Requirements: Gather every line in the entries below that contains the word "eyebrow".

BEGIN Excerpted records

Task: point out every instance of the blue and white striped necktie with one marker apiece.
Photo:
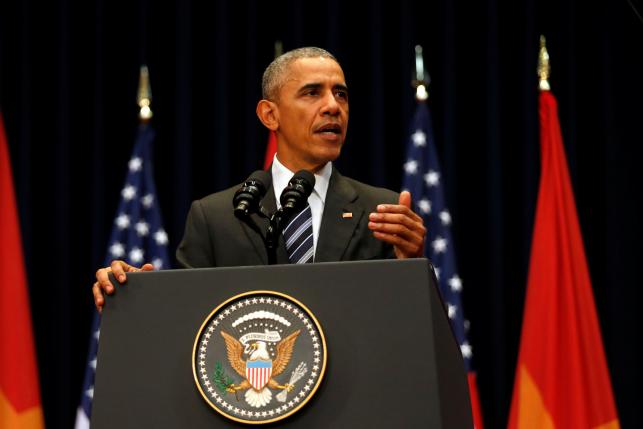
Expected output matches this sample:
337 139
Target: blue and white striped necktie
299 237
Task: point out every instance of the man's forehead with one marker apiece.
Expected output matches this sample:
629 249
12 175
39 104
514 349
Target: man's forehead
315 70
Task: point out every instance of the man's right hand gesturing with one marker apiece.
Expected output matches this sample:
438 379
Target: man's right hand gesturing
104 286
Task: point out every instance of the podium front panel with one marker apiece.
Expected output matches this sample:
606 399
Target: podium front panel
392 360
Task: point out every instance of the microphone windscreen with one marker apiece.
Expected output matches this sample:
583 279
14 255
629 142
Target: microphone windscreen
308 177
262 177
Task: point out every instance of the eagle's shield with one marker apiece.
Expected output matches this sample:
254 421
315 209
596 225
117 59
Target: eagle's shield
258 373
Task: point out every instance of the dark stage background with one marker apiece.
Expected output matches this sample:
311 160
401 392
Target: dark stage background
68 80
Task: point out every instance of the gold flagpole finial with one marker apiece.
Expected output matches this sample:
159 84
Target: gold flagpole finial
421 79
144 97
543 66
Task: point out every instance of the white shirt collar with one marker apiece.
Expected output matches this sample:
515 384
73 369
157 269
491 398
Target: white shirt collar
282 175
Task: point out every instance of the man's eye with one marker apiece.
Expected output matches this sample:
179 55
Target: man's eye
342 94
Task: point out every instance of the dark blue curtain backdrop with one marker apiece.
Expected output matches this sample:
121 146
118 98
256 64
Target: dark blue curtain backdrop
68 80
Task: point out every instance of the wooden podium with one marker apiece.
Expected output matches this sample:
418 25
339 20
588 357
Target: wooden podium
392 358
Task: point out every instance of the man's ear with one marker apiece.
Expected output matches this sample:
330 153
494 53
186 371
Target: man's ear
268 114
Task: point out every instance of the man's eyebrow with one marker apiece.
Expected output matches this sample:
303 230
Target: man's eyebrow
309 86
341 87
316 85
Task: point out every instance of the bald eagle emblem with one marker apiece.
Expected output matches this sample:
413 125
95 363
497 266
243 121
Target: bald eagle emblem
259 357
259 369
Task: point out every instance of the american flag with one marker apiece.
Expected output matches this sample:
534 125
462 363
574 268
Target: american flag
423 178
137 237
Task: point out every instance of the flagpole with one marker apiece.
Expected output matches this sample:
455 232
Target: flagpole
137 235
421 78
544 68
144 96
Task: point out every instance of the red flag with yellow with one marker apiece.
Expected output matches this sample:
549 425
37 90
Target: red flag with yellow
19 390
561 380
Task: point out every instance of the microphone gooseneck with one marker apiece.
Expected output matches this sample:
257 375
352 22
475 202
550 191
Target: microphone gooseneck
295 195
247 198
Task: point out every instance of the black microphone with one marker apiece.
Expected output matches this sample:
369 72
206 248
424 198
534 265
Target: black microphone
246 199
296 194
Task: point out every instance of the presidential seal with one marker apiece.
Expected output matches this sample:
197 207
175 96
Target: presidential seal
259 357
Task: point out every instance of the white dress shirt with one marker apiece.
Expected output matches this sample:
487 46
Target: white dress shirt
280 178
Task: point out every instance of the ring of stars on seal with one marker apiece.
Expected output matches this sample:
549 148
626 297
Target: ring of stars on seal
259 357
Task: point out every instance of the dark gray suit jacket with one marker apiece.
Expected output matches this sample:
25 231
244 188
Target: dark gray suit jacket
215 238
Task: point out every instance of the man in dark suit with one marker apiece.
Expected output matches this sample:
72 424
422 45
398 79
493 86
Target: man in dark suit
305 102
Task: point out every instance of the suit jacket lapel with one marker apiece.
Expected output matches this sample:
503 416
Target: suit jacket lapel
336 231
269 203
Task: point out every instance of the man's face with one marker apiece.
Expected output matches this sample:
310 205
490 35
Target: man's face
312 111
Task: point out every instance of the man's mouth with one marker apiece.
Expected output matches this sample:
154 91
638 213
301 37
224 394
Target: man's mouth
329 129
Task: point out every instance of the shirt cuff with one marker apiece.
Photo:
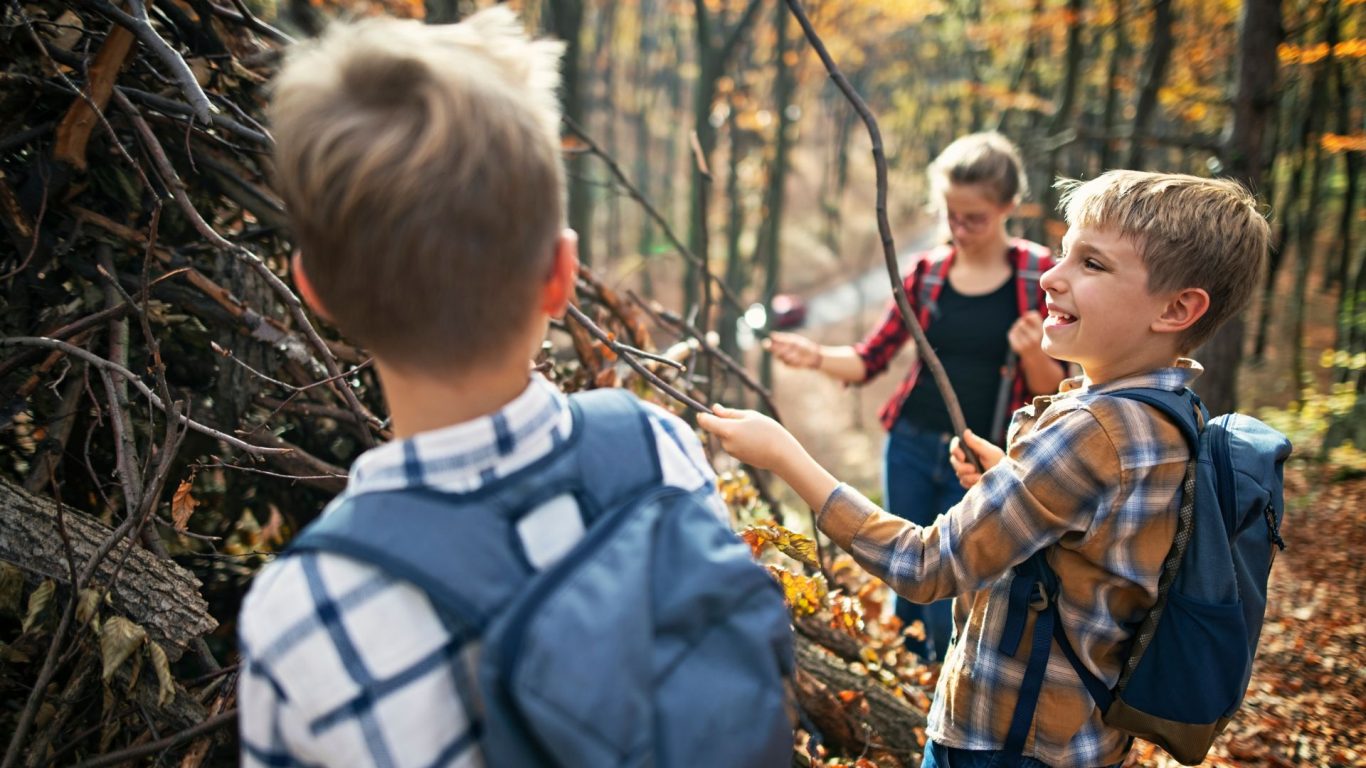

END Excerpted records

Right answer:
Task: point out every instance of the man's eyebrow with one marker apiece.
Target: man's eyebrow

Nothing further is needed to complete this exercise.